He repeatedly pleaded guilty and asked to be executed, but the judge initially refused to accept his plea.
The attack happened the day after Nolen was suspended from his job at a food processing plant in Moore, Oklahoma for “personnel issues” (among them allegedly saying he didn’t like white people). He left the plant and returned with a knife which he used to perpetrate the attack.
After beheading Colleen Hufford, 54, he tried to behead Traci Johnson, whom he believed was responsible for reporting him to the plant’s human resources manager.
While attempting to behead Johnson, he was shot by the plant’s CEO Mark Vaughan, a reserve deputy in Oklahoma County. Johnson survived the attack and testified against him.
Nolen had repeatedly tried to convert other workers to Islam and was reported to have become increasingly aggressive and belligerent toward them.
On his Facebook page where called himself “Jah’Keem Yisrael,” he condemned the U.S. and Israel claiming that sharia law was coming. The page also featured pictures of the Taliban, Osama bin Laden and an image of a partially-decapitated man with someone standing over him pulling his head back to show the wound.
Patrick T. Dunleavy, former deputy inspector general of the New York State Police Criminal Intelligence Unit and author of The Fertile Soil of Jihad: Terrorism’s Prison Connection, said it likely that Alton’s actions were the result of becoming radicalized.

Dataset excerpt:

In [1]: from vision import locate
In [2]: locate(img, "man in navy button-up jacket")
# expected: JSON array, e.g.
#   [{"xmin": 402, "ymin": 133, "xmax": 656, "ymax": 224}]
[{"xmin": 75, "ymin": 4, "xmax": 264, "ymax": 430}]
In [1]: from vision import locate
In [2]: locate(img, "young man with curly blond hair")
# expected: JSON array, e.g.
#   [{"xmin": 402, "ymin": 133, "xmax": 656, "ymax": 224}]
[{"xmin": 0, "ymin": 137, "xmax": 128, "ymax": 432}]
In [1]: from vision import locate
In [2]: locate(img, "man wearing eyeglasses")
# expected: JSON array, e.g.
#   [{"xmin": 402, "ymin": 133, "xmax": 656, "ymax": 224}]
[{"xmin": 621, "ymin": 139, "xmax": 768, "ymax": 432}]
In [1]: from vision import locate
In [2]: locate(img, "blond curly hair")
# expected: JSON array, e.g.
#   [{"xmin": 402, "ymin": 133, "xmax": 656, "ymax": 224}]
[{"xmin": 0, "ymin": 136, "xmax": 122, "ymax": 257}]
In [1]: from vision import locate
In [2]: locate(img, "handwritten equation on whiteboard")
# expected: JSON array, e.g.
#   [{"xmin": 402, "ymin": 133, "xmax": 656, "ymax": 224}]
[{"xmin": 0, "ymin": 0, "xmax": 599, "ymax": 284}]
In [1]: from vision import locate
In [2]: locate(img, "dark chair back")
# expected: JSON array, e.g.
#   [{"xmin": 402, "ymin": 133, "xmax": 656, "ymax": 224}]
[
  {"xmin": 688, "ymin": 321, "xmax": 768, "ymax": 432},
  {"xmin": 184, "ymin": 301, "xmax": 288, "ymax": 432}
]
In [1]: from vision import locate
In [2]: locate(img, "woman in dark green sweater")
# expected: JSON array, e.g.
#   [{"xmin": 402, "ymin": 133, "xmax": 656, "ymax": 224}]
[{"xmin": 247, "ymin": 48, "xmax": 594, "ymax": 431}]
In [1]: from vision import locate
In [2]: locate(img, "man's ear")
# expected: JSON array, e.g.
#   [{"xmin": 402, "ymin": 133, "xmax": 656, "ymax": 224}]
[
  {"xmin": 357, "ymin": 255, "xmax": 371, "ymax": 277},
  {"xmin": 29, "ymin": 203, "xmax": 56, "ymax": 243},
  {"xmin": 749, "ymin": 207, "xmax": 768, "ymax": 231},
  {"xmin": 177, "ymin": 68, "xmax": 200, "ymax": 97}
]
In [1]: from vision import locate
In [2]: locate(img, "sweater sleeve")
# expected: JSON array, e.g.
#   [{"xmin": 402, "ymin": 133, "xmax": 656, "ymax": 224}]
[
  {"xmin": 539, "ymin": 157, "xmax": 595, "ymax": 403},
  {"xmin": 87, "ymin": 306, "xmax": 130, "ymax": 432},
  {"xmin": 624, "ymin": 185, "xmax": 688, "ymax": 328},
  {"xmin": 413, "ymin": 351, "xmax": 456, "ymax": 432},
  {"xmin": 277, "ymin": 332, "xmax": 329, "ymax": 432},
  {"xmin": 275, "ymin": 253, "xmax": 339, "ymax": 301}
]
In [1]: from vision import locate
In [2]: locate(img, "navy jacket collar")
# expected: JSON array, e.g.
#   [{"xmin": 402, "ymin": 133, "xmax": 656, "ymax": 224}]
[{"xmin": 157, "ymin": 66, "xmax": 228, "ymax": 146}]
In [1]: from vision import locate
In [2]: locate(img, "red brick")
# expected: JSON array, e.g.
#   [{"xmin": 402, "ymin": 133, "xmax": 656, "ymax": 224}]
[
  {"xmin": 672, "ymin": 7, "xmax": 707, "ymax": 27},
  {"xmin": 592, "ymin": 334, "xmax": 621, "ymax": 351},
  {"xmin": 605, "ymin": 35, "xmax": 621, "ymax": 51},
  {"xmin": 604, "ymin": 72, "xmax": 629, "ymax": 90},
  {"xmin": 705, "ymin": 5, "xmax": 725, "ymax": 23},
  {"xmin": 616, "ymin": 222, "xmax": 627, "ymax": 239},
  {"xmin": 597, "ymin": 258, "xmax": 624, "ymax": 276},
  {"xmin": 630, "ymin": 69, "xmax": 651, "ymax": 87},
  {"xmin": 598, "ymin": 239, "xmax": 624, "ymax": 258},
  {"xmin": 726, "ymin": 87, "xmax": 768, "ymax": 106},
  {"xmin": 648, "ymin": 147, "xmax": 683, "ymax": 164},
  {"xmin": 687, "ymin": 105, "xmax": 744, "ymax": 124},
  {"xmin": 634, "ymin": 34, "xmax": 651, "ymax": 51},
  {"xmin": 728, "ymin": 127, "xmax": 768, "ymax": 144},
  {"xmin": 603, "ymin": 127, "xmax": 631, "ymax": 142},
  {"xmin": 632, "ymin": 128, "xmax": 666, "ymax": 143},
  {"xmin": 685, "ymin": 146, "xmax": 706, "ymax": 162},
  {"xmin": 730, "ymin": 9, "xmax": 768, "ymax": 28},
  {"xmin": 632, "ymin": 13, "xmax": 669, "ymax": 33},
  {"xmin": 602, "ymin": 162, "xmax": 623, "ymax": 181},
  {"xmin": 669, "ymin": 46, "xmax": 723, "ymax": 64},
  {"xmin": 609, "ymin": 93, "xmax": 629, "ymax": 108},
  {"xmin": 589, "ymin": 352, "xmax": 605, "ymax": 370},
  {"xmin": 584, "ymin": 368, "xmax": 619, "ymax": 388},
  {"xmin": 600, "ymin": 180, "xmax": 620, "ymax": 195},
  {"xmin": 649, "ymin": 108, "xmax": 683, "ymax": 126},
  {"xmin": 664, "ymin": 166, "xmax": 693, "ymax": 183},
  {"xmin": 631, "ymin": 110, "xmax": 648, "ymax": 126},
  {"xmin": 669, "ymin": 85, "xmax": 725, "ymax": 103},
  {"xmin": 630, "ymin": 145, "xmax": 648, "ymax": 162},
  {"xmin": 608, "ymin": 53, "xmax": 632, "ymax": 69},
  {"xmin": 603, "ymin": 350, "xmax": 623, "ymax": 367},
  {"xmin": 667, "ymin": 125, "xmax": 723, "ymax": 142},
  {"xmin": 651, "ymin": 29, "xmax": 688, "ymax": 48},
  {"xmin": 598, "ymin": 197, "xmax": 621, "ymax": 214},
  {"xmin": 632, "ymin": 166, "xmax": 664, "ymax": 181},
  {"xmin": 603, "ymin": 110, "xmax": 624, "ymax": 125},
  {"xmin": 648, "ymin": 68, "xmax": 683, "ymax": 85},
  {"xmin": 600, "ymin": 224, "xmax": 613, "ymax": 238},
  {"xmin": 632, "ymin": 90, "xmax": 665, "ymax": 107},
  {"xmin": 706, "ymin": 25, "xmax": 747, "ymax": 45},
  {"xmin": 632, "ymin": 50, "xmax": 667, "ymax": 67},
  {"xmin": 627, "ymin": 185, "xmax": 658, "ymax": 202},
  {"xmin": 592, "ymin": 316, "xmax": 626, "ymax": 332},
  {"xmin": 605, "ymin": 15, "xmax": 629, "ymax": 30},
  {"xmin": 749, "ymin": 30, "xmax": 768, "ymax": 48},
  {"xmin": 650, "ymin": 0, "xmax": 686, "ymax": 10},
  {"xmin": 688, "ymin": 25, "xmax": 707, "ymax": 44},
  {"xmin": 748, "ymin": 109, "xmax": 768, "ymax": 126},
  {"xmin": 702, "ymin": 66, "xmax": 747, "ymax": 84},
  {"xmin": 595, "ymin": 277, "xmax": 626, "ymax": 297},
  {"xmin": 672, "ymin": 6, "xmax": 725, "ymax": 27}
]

◆ Set tasks:
• A. Name every person in the workplace attack text other than Nolen himself.
• B. Transcribe the part of the workplace attack text starting at "He repeatedly pleaded" and ending at "testified against him.".
These records were taken from a different source than the text.

◆ Solutions to the problems:
• A. Colleen Hufford, Traci Johnson, Mark Vaughan, Osama bin Laden, Patrick T. Dunleavy

• B.
He repeatedly pleaded guilty and asked to be executed, but the judge initially refused to accept his plea.
The attack happened the day after Nolen was suspended from his job at a food processing plant in Moore, Oklahoma for “personnel issues” (among them allegedly saying he didn’t like white people). He left the plant and returned with a knife which he used to perpetrate the attack.
After beheading Colleen Hufford, 54, he tried to behead Traci Johnson, whom he believed was responsible for reporting him to the plant’s human resources manager.
While attempting to behead Johnson, he was shot by the plant’s CEO Mark Vaughan, a reserve deputy in Oklahoma County. Johnson survived the attack and testified against him.